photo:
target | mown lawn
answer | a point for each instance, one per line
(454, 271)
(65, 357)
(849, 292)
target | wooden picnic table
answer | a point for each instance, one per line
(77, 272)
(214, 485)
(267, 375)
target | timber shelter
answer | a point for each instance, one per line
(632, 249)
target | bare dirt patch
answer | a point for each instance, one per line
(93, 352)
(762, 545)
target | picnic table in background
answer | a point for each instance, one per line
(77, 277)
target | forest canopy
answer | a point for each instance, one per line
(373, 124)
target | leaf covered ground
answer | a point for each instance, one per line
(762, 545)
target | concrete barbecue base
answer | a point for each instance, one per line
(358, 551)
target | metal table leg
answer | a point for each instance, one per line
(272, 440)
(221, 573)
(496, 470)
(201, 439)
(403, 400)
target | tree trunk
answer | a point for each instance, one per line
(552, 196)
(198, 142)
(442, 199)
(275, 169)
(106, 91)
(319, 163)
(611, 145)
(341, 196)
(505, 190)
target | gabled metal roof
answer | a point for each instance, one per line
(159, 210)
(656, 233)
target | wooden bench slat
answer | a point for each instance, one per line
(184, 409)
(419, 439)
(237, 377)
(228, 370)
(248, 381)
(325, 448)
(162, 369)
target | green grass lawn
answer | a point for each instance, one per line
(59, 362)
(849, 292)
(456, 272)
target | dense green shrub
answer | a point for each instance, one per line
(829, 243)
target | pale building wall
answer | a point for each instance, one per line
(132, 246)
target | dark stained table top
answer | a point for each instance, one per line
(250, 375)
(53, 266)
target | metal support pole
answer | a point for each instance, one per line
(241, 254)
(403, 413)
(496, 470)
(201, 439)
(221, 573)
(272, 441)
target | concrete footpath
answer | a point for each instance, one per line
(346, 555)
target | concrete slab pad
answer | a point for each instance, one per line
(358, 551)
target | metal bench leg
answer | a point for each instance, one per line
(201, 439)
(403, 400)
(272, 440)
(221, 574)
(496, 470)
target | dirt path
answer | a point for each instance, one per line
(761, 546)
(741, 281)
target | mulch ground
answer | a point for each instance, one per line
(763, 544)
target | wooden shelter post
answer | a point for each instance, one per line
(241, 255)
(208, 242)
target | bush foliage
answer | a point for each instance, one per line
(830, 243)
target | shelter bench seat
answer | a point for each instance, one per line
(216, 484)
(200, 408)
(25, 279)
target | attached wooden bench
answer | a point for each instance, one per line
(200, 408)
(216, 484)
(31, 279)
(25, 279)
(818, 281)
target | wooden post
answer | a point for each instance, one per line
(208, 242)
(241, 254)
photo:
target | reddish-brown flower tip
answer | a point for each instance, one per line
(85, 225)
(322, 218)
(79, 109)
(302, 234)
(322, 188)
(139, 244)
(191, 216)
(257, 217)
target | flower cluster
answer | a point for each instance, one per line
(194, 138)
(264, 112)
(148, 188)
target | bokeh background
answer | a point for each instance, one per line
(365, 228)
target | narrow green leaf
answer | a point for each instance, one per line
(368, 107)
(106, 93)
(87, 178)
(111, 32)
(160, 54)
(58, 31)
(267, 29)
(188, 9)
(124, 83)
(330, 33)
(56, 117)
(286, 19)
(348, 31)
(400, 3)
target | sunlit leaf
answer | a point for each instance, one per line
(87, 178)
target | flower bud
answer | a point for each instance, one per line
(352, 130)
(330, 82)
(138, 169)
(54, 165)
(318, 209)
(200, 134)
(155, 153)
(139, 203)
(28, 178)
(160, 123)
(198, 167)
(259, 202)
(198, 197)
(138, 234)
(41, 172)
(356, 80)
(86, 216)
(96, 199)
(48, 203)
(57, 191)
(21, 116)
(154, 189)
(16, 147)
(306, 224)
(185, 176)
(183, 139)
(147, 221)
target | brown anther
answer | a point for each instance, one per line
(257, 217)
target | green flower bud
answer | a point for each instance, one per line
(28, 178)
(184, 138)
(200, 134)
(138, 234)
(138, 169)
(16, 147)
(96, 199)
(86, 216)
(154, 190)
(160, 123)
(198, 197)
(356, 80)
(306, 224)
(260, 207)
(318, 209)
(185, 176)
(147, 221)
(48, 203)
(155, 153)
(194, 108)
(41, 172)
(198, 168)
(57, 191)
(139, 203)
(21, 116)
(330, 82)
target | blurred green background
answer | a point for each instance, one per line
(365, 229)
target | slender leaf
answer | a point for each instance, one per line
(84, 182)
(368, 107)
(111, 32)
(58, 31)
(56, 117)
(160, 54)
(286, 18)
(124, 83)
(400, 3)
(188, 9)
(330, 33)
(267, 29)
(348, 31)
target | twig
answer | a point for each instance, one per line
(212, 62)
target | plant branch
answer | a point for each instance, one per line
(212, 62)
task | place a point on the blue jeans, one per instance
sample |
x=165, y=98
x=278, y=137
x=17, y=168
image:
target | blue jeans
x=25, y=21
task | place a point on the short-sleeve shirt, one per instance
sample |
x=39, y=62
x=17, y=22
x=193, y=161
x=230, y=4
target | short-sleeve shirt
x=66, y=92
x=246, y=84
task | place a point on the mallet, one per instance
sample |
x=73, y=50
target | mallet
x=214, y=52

■ ■ ■ ■ ■

Put every line of the items above into a JSON list of strings, one string per line, and leave out blank lines.

• **EXERCISE OUTPUT**:
[
  "photo:",
  "target | mown lawn",
  "answer | a point for each instance, one per line",
  "(454, 271)",
  "(65, 357)",
  "(849, 292)",
  "target | wooden picnic table",
  "answer | a point for each instance, one per line",
  "(77, 272)",
  "(214, 485)",
  "(267, 375)",
  "target | timber shelter",
  "answer | a point for each instance, one per line",
  "(632, 249)",
  "target | bare dirt patch",
  "answer | a point for each instance, one per line",
  "(93, 352)",
  "(762, 545)",
  "target | picnic table in background",
  "answer | a point for each instance, one per line",
  "(77, 277)",
  "target | forest canopy",
  "answer | a point for each instance, one per line",
  "(373, 124)",
  "target | leaf covered ground",
  "answer | a point for each instance, one per line",
  "(762, 545)",
  "target | concrete barbecue base",
  "answer | a point for each instance, one per line",
  "(358, 551)",
  "target | metal table leg",
  "answer | a point for each instance, one per line",
  "(272, 440)",
  "(221, 573)",
  "(496, 470)",
  "(201, 439)",
  "(403, 400)",
  "target | tree trunk",
  "answer | a point for each instance, one per line",
  "(552, 196)",
  "(198, 142)",
  "(442, 199)",
  "(275, 169)",
  "(106, 91)",
  "(319, 163)",
  "(611, 145)",
  "(341, 196)",
  "(505, 190)",
  "target | gabled metal roof",
  "answer | a point for each instance, one per line",
  "(159, 210)",
  "(656, 233)",
  "target | wooden bench slat",
  "answer | a point for each instance, one per line",
  "(184, 409)",
  "(419, 439)",
  "(237, 377)",
  "(228, 370)",
  "(248, 381)",
  "(325, 448)",
  "(162, 369)",
  "target | green grass lawn",
  "answer | a point for each instance, one per line",
  "(59, 362)",
  "(849, 292)",
  "(456, 272)",
  "target | dense green shrub",
  "answer | a point for each instance, one per line",
  "(829, 243)",
  "target | pale building wall",
  "answer | a point for each instance, one per line",
  "(132, 246)",
  "target | dark stained table top",
  "answer | a point for each instance, one per line",
  "(250, 375)",
  "(53, 266)",
  "target | metal support pole",
  "answer | a point for each instance, one per line",
  "(241, 254)",
  "(403, 413)",
  "(496, 470)",
  "(201, 439)",
  "(221, 573)",
  "(272, 441)",
  "target | concrete footpath",
  "answer | a point for each instance, one per line",
  "(346, 555)",
  "target | concrete slab pad",
  "answer | a point for each instance, one per line",
  "(358, 551)",
  "target | metal bench leg",
  "answer | a point for each instance, one per line",
  "(201, 439)",
  "(403, 400)",
  "(272, 440)",
  "(221, 574)",
  "(496, 470)",
  "target | dirt path",
  "answer | a point for each instance, one per line",
  "(761, 546)",
  "(741, 281)",
  "target | mulch ground",
  "answer | a point for each instance, one per line",
  "(763, 544)",
  "target | wooden shelter post",
  "answer | a point for each instance, one per line",
  "(241, 255)",
  "(208, 242)",
  "target | bush foliage",
  "answer | a point for each instance, one per line",
  "(830, 243)",
  "target | shelter bench seat",
  "answer | a point for each instance, one per line",
  "(216, 484)",
  "(200, 408)",
  "(25, 279)",
  "target | attached wooden bench",
  "answer | a point for each instance, one per line",
  "(200, 408)",
  "(216, 484)",
  "(31, 279)",
  "(25, 279)",
  "(818, 281)",
  "target | wooden post",
  "answer | a point for each instance, one per line",
  "(208, 242)",
  "(241, 254)",
  "photo:",
  "target | reddish-brown flower tip",
  "answer | a point for each instance, one per line",
  "(85, 225)",
  "(322, 218)",
  "(79, 109)",
  "(302, 234)",
  "(322, 188)",
  "(139, 244)",
  "(191, 216)",
  "(257, 217)",
  "target | flower cluster",
  "answer | a point for each instance, one per line",
  "(194, 138)",
  "(264, 112)",
  "(148, 188)",
  "target | bokeh background",
  "answer | a point for each instance, one per line",
  "(365, 228)",
  "target | narrow green leaf",
  "answer | a point for each instance, one per line",
  "(368, 107)",
  "(106, 93)",
  "(87, 178)",
  "(111, 32)",
  "(160, 54)",
  "(58, 31)",
  "(267, 29)",
  "(188, 9)",
  "(124, 83)",
  "(330, 33)",
  "(56, 117)",
  "(286, 19)",
  "(348, 31)",
  "(400, 3)",
  "target | sunlit leaf",
  "answer | a point for each instance, one per line",
  "(87, 178)",
  "target | flower bud",
  "answer | a point for each instance, one per line",
  "(352, 130)",
  "(330, 82)",
  "(138, 169)",
  "(54, 165)",
  "(318, 209)",
  "(200, 134)",
  "(155, 153)",
  "(139, 203)",
  "(28, 178)",
  "(160, 123)",
  "(198, 167)",
  "(259, 202)",
  "(198, 197)",
  "(138, 234)",
  "(41, 172)",
  "(356, 80)",
  "(86, 216)",
  "(96, 199)",
  "(48, 203)",
  "(57, 191)",
  "(21, 116)",
  "(154, 189)",
  "(16, 147)",
  "(306, 224)",
  "(185, 176)",
  "(183, 139)",
  "(147, 221)",
  "target | brown anther",
  "answer | a point for each instance, one per line",
  "(257, 217)",
  "target | green flower bud",
  "answer | a point for each instance, one per line",
  "(28, 178)",
  "(184, 138)",
  "(200, 134)",
  "(138, 234)",
  "(138, 169)",
  "(16, 147)",
  "(96, 199)",
  "(86, 216)",
  "(154, 190)",
  "(160, 123)",
  "(198, 197)",
  "(356, 80)",
  "(306, 224)",
  "(260, 207)",
  "(318, 209)",
  "(185, 176)",
  "(147, 221)",
  "(48, 203)",
  "(155, 153)",
  "(194, 108)",
  "(41, 172)",
  "(198, 168)",
  "(57, 191)",
  "(139, 203)",
  "(21, 116)",
  "(330, 82)",
  "target | blurred green background",
  "answer | a point for each instance, one per line",
  "(365, 229)",
  "target | slender leaf",
  "answer | a point for each instance, one per line",
  "(84, 182)",
  "(368, 107)",
  "(111, 32)",
  "(58, 31)",
  "(56, 117)",
  "(160, 54)",
  "(286, 18)",
  "(124, 83)",
  "(400, 3)",
  "(188, 9)",
  "(330, 33)",
  "(267, 29)",
  "(348, 31)",
  "target | twig",
  "answer | a point for each instance, one per line",
  "(212, 62)",
  "target | plant branch",
  "answer | a point for each instance, one per line",
  "(212, 62)",
  "task | place a point on the blue jeans, one per instance",
  "sample |",
  "x=165, y=98",
  "x=278, y=137",
  "x=17, y=168",
  "image:",
  "target | blue jeans",
  "x=25, y=21",
  "task | place a point on the short-sleeve shirt, one per instance",
  "sample |",
  "x=39, y=62",
  "x=17, y=22",
  "x=193, y=161",
  "x=230, y=4",
  "target | short-sleeve shirt",
  "x=66, y=92",
  "x=246, y=84",
  "task | place a point on the mallet, one per instance",
  "sample |",
  "x=73, y=50",
  "target | mallet",
  "x=214, y=52"
]